┌────────
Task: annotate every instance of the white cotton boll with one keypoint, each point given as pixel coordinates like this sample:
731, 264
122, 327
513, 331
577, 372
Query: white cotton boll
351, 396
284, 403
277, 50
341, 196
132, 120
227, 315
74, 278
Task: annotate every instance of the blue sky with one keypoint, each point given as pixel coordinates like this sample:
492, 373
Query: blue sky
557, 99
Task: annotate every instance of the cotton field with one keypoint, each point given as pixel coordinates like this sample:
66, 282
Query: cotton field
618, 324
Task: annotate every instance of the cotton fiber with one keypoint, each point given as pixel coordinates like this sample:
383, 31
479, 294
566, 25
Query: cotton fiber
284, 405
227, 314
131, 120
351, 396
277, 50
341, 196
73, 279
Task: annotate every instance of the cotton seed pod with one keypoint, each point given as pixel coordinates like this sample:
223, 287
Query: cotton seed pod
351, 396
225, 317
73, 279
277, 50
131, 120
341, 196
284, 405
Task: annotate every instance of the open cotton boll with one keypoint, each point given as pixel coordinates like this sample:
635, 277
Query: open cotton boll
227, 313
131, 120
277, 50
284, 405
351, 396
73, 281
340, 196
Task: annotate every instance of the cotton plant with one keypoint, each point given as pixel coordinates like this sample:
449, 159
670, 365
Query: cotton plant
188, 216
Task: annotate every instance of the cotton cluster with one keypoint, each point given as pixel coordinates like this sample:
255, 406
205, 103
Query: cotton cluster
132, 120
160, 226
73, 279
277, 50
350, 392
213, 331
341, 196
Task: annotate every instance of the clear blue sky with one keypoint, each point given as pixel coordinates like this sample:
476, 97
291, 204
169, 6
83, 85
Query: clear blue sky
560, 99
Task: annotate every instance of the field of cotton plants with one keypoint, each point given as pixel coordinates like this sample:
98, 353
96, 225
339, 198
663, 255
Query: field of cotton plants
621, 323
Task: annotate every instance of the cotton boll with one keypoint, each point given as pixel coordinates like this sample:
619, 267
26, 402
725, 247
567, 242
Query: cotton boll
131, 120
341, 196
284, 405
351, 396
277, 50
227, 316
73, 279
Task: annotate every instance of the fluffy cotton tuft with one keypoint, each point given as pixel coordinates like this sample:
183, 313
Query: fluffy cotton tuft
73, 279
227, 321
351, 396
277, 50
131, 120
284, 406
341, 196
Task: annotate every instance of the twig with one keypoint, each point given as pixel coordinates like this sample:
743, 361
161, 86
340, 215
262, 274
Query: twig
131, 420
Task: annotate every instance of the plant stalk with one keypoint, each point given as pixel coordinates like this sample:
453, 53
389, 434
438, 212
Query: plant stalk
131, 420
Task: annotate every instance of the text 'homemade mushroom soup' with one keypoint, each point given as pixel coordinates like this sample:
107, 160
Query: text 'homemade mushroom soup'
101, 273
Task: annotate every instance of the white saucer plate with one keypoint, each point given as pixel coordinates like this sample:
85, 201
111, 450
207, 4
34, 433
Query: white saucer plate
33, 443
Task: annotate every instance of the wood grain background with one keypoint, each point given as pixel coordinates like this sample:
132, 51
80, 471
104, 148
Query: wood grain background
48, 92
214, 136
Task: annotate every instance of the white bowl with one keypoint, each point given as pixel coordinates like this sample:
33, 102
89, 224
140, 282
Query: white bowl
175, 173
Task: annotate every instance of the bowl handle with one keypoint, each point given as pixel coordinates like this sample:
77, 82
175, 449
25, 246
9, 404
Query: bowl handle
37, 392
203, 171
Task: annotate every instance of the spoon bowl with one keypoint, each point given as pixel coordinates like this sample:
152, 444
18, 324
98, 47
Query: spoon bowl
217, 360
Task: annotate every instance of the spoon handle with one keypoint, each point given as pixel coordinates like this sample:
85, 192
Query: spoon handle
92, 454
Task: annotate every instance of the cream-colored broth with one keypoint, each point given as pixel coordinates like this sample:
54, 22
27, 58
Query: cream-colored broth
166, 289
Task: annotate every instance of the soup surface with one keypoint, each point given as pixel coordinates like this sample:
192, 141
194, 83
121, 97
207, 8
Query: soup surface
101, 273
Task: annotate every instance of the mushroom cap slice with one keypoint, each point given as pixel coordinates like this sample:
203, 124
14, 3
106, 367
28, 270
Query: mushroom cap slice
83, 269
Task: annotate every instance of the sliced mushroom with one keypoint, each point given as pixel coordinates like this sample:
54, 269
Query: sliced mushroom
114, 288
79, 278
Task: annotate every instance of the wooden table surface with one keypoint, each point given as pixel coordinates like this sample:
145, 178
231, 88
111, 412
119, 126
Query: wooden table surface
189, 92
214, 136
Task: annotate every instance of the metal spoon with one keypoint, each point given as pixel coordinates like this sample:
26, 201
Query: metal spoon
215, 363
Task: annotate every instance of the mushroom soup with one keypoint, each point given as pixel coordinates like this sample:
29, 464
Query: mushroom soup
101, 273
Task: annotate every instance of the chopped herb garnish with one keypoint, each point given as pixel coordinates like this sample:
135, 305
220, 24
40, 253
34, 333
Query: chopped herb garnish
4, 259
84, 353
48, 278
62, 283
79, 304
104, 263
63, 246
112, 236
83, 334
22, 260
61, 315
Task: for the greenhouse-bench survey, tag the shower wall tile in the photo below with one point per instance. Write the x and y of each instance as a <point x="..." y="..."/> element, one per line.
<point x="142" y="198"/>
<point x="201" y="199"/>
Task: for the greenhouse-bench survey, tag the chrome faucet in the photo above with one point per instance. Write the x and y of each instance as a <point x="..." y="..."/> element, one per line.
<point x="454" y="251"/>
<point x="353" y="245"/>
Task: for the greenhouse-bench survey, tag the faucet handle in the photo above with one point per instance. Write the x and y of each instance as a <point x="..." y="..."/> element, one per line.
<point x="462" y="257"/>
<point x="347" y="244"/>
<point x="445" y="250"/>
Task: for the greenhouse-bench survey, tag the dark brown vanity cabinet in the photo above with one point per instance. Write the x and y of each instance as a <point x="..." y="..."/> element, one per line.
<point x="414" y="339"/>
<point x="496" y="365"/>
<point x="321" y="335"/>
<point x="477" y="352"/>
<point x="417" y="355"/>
└────────
Task directions:
For this exercise, output the records in full, exactly.

Final answer:
Task: annotate every instance of the white cotton boll with one keypoint, each point given as pixel coordinates like this sample:
731, 264
122, 327
513, 331
577, 372
Query: white cotton boll
351, 396
284, 403
277, 50
341, 196
132, 120
227, 315
74, 278
Task: annotate every instance of the blue sky with one keypoint, each point given as pixel coordinates like this sample:
492, 373
Query: blue sky
557, 99
Task: annotate every instance of the cotton field with one keypoint, each point given as pixel coordinates like this sample:
66, 282
Query: cotton field
618, 324
Task: annotate every instance of the cotton fiber with one keypoint, each point given as pixel coordinates like this sample:
383, 31
479, 294
566, 25
Query: cotton fiber
284, 405
227, 314
131, 120
351, 396
277, 50
341, 196
73, 279
Task: annotate every instance of the cotton seed pod with one keypoint, each point given as pixel coordinates like this sample:
223, 287
Query: cotton seed pod
351, 396
225, 317
73, 279
277, 50
131, 120
341, 196
284, 405
Task: annotate every instance of the open cotton boll with one keypoint, each point given as pixel coordinates like this sample:
635, 277
Query: open cotton boll
227, 313
131, 120
277, 50
284, 405
351, 396
73, 281
340, 196
Task: annotate every instance of the cotton plant with one keypoint, each point given as pixel coordinates like this sample:
449, 159
670, 365
Query: cotton plant
188, 216
Task: annotate every instance of the cotton cluster with one keypoint, each point given as pixel coordinates like this sample:
255, 406
205, 103
Query: cotton cluster
132, 120
160, 226
73, 279
277, 50
350, 392
213, 331
341, 196
Task: annotate every instance of the clear blue sky with one keypoint, each point given as pixel coordinates like this sample:
476, 97
291, 204
169, 6
83, 85
Query: clear blue sky
560, 99
Task: annotate every instance of the field of cotton plants with one keypoint, each point given as pixel coordinates like this sample:
98, 353
96, 225
339, 198
663, 255
Query: field of cotton plants
621, 323
Task: annotate every instance of the cotton boll with one keypoint, each point given as pixel coordinates like this sample:
619, 267
26, 402
725, 247
567, 242
Query: cotton boll
131, 120
341, 196
284, 405
351, 396
277, 50
227, 316
73, 279
Task: annotate every instance of the fluffy cotton tuft with one keypoint, each point given as pixel coordinates like this sample:
183, 313
Query: fluffy cotton tuft
73, 279
227, 321
351, 396
277, 50
131, 120
284, 406
341, 196
Task: annotate every instance of the twig with one keypoint, each point given as pixel coordinates like this sample:
743, 361
161, 86
340, 215
262, 274
Query: twig
131, 420
Task: annotate every instance of the plant stalk with one keypoint, each point given as pixel coordinates like this sample:
453, 53
389, 434
438, 212
Query: plant stalk
131, 420
Task: annotate every instance of the text 'homemade mushroom soup' with one keypoint, each point given as pixel coordinates like this sample:
107, 160
Query: text 'homemade mushroom soup'
101, 273
Task: annotate every instance of the white saucer plate with one keypoint, each point given as pixel coordinates like this sample:
85, 201
111, 450
207, 4
34, 433
Query: white saucer plate
33, 443
Task: annotate every instance of the wood grain background with one keypoint, each point given as pixel coordinates like this sample:
132, 51
80, 471
104, 148
Query: wood grain background
48, 92
214, 136
Task: annotate every instance of the white bowl with one keypoint, each point given as pixel coordinates like this sample:
33, 102
89, 224
140, 282
Query: white bowl
175, 173
Task: annotate every instance of the bowl handle with one keypoint, each point given as pixel coordinates like this sample:
77, 82
175, 449
25, 246
9, 404
Query: bowl handle
37, 392
203, 171
Task: annotate every instance of the spoon bowl with one keypoint, each point given as pixel coordinates like this sample:
152, 444
18, 324
98, 47
Query: spoon bowl
217, 360
Task: annotate every instance of the spoon handle with one keypoint, each point given as pixel coordinates like this sample:
85, 192
Query: spoon handle
92, 454
Task: annotate every instance of the cream-colored broth with one keypoint, each point given as pixel coordinates like this sample:
54, 22
27, 58
Query: cream-colored broth
166, 289
Task: annotate every instance of the soup surface with one keypoint, each point given as pixel coordinates like this sample:
192, 141
194, 83
121, 97
207, 8
Query: soup surface
101, 273
Task: annotate every instance of the mushroom cap slice with one keypoint, each point given as pixel coordinates like this sample:
203, 124
14, 3
106, 367
28, 270
Query: mushroom cap slice
83, 269
Task: annotate every instance of the sliced mushroom with one keypoint, each point given as pixel coordinates like this sample:
54, 269
Query: sliced mushroom
114, 288
79, 278
Task: annotate every instance of the wooden table surface with one keypoint, each point given as pixel coordinates like this sample:
145, 178
231, 88
111, 412
119, 126
Query: wooden table surface
189, 92
214, 136
Task: annotate every instance of the metal spoon with one keypoint, each point given as pixel coordinates like this sample:
26, 201
Query: metal spoon
215, 363
Task: annotate every instance of the mushroom soup with one keypoint, each point given as pixel coordinates like this sample:
29, 464
Query: mushroom soup
101, 273
Task: annotate every instance of the chopped herb garnish with one keypoint, each point given as pixel coordinates like this sample:
135, 305
220, 24
40, 253
34, 333
Query: chopped herb garnish
4, 259
84, 353
48, 278
62, 283
79, 304
104, 263
63, 246
112, 236
83, 334
22, 260
61, 315
Task: for the greenhouse-bench survey, tag the shower wall tile in the photo below with one point per instance. Write the x and y of each instance as a <point x="..." y="..."/> element, one per line.
<point x="142" y="198"/>
<point x="201" y="199"/>
Task: for the greenhouse-bench survey, tag the chrome faucet in the photo above with one point per instance. Write the x and y of each instance as a <point x="..." y="..."/> element, one per line.
<point x="454" y="251"/>
<point x="353" y="245"/>
Task: for the greenhouse-bench survey, tag the faucet handle in the photo above with one point per instance. Write the x and y of each instance as a <point x="..." y="..."/> element, one per line.
<point x="462" y="257"/>
<point x="347" y="244"/>
<point x="445" y="250"/>
Task: for the greenhouse-bench survey, tag the dark brown vanity cabinet in the photo above with one point per instance. Write the x and y of each instance as a <point x="..." y="..."/> element, one per line.
<point x="414" y="339"/>
<point x="496" y="365"/>
<point x="321" y="335"/>
<point x="477" y="352"/>
<point x="417" y="355"/>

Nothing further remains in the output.